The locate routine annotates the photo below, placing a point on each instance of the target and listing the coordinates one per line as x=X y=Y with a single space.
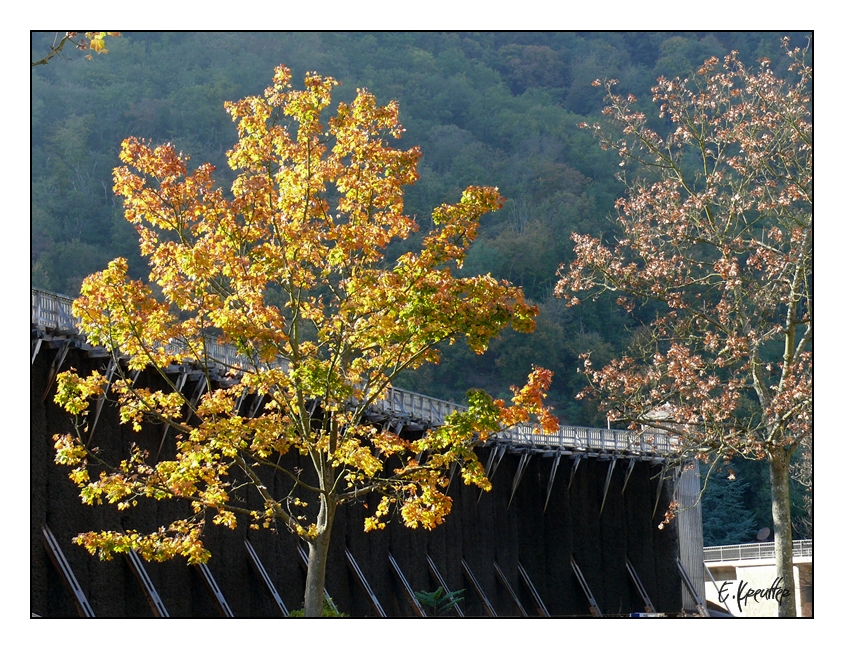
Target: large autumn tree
x=715 y=257
x=290 y=271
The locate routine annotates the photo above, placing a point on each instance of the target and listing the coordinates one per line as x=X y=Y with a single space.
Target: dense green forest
x=496 y=109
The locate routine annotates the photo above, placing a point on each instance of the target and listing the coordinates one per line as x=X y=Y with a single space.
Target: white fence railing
x=726 y=553
x=594 y=439
x=53 y=311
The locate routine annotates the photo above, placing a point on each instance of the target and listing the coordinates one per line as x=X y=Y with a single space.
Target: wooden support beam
x=219 y=601
x=477 y=586
x=593 y=605
x=180 y=384
x=520 y=471
x=151 y=594
x=56 y=366
x=640 y=587
x=577 y=459
x=512 y=593
x=659 y=489
x=376 y=605
x=537 y=600
x=408 y=591
x=439 y=579
x=256 y=564
x=66 y=573
x=112 y=366
x=687 y=582
x=631 y=463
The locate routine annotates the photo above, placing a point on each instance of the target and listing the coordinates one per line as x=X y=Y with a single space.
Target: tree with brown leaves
x=716 y=245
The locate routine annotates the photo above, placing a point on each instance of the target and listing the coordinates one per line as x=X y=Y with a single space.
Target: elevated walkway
x=52 y=319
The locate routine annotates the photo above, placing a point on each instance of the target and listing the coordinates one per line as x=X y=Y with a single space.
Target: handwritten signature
x=745 y=593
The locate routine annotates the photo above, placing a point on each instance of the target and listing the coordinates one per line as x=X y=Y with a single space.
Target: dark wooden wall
x=480 y=531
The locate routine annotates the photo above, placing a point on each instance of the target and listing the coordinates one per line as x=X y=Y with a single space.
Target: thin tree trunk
x=318 y=560
x=781 y=510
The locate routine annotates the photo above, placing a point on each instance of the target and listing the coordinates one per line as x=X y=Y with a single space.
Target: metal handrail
x=800 y=548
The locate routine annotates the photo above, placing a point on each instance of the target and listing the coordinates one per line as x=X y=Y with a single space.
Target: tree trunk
x=781 y=510
x=318 y=560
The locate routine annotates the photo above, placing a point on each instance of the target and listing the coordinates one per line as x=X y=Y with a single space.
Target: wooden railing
x=53 y=311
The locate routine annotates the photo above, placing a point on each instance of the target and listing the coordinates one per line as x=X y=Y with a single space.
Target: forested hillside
x=497 y=109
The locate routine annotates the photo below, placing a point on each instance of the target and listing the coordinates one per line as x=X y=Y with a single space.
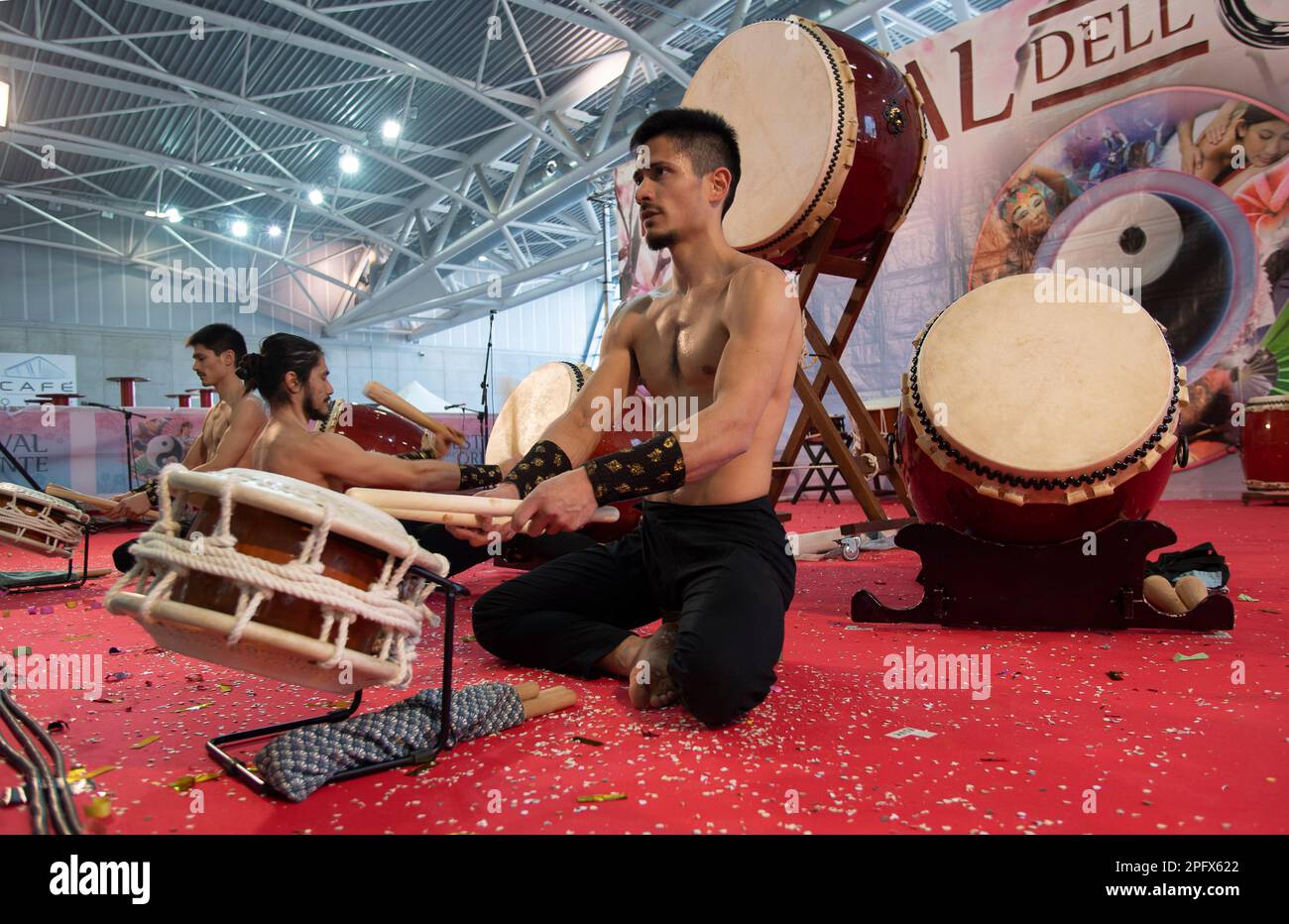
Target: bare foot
x=622 y=658
x=649 y=686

::::::

EXERCISE GOAL: Please find each line in the data above that contains the word "railing" and copy it.

RESPONSE BELOW:
Target: white fence railing
Target: wooden railing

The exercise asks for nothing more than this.